Excerpt =
Blade servers are typically made up of a chassis that houses a set of modular, hot-swappable, and/or independent servers or blades. Each blade is essentially an independent server on a motherboard, equipped with one or more processors, memories and other hardware running its own operating system and application software. The I/O peripheral subsystem devices, to the extent possible, are shared across the blades in the chassis. Note that the notion of sharing in this environment is almost an exact equivalent, conceptually, to the notion of sharing resources via virtualization in a hypervised platform. Individual blades are typically plugged into the mid-plane or backplane of the chassis to access shared components. The resource sharing of blades provides substantial efficiencies in power consumption, space utilization, and cable management compared to standard rack servers.

In this manner, the use of blade servers can achieve economies of cost, complexity, and scale by sharing the I/O subsystem resources mentioned earlier. In current blade systems, each blade contains a peripheral component subsystem that communicates with the external environment. In this context, a management entity (analogous to the Hypervisor in the earlier logically partitioned systems) typically provisions the shared I/O peripheral subsystem resources among the blades, and also can provide translation and mediation services.

Data supplied =
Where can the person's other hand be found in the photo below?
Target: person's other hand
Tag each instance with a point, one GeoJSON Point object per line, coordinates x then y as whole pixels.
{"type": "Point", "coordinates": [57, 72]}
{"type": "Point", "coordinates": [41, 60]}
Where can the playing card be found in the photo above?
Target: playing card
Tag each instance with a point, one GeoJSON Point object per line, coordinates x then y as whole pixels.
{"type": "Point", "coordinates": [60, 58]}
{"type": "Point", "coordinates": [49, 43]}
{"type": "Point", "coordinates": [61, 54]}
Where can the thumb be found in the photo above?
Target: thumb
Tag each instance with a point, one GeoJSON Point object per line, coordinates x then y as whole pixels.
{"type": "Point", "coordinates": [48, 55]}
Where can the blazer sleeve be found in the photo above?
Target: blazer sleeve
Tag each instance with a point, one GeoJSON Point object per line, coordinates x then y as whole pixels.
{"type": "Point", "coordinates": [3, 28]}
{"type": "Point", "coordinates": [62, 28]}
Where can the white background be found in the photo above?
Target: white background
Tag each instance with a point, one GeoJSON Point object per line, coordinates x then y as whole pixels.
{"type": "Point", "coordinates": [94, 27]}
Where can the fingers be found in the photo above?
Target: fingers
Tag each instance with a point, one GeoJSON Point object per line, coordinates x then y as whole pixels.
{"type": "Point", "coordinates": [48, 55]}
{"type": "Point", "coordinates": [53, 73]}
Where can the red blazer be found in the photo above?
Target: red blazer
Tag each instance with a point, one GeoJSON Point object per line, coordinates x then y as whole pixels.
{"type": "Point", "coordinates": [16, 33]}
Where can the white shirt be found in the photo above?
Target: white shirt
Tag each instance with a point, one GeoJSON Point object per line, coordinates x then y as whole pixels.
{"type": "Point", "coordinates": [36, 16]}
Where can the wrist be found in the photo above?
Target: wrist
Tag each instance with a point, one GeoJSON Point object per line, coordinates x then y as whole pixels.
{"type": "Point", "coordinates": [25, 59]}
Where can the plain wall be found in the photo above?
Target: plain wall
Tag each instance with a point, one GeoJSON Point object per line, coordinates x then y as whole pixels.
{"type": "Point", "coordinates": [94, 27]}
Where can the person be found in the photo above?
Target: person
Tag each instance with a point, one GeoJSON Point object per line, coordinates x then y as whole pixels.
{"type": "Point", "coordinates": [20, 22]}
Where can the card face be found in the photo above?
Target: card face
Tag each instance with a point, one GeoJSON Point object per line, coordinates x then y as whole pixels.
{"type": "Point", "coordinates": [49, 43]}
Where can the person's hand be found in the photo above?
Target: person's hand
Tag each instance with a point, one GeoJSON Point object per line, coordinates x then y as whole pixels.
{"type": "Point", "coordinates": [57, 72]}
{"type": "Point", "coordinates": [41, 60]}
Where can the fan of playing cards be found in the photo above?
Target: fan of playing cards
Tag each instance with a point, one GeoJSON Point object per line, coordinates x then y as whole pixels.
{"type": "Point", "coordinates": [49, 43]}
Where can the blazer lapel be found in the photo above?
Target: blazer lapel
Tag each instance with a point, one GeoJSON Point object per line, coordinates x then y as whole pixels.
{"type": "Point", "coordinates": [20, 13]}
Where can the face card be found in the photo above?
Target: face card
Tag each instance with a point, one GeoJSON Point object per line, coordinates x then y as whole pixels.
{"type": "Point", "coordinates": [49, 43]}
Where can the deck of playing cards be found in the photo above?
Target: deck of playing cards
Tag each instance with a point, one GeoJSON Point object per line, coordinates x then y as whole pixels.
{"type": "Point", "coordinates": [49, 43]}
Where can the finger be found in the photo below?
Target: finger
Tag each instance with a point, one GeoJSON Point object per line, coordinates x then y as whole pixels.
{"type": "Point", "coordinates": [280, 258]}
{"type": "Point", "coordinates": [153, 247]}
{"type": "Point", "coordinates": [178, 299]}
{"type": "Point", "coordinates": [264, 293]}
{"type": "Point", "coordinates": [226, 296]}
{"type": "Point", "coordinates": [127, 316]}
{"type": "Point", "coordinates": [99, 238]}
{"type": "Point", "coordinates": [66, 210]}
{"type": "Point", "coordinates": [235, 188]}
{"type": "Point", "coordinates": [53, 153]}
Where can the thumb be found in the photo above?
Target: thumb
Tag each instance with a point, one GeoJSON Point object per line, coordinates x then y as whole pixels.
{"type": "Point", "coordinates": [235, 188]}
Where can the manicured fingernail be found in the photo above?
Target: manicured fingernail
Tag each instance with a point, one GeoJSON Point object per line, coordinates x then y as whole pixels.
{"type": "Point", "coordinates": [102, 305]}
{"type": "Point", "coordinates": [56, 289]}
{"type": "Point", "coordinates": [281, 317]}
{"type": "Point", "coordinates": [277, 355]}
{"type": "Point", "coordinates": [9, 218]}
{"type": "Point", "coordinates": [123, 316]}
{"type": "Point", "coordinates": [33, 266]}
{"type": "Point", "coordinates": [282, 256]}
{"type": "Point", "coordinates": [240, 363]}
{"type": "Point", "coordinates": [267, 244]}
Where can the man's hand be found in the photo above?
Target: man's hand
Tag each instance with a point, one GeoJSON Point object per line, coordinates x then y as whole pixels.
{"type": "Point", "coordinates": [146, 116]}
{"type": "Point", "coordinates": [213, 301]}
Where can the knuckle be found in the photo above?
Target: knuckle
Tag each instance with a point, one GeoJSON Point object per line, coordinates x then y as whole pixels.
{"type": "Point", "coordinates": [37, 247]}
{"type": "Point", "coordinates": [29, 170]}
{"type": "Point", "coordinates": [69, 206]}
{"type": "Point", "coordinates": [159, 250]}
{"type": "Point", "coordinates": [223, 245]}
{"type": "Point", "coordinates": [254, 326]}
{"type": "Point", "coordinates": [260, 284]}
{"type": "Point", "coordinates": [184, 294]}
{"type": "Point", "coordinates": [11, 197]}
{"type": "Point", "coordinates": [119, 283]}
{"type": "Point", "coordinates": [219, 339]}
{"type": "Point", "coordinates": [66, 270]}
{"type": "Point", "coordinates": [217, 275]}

Challenges =
A. Please report how many lines of the listing contain the string "white", counting case as significant. Give only the number.
B. Continue the excerpt on blade servers from its final sentence.

Responses to the exercise =
A. 4

B.
Attempting to mix a logically partitioned hypervised system with one or more stand-alone/independent system platforms (e.g., those found in blade servers) can lead to other serious issues for an administrator of such a data center. Since the I/O peripheral subsystem virtualization defines and manages allocable resources internal to the hypervised platforms, any attempt to extend the sharing of these I/O resources to other external independent platforms (hypervised, bladed, a combination of the two or even otherwise) will be extraordinarily complicated.

However, the administrator may be faced with an amalgamation of hypervised systems and independent or standalone systems. In this case, enhancing I/O resources utilization can be effective in creating cost and/or space efficiencies in the modern data center ethos.

Hence, in any such data center milieu, the allocation, protection, migration, reclamation, and other management activities related to providing a virtualized and/or shared set of I/O peripheral subsystem resources is a significant burden. In the context of a multi-host subsystem arrangement, these functions are usually borne by the system in some manner. In a bladed environment, this may be borne by the blades themselves by one of the blades operating in a structured role. In a hypervised environment, the needs and requests of the logical partitions are serviced by a central processor which runs the hypervisor, and which typically runs some or all the OS images. Further, the inefficiencies inherent in the translation and mediation services performed on each I/O request as well add to burden of managing any of these centers.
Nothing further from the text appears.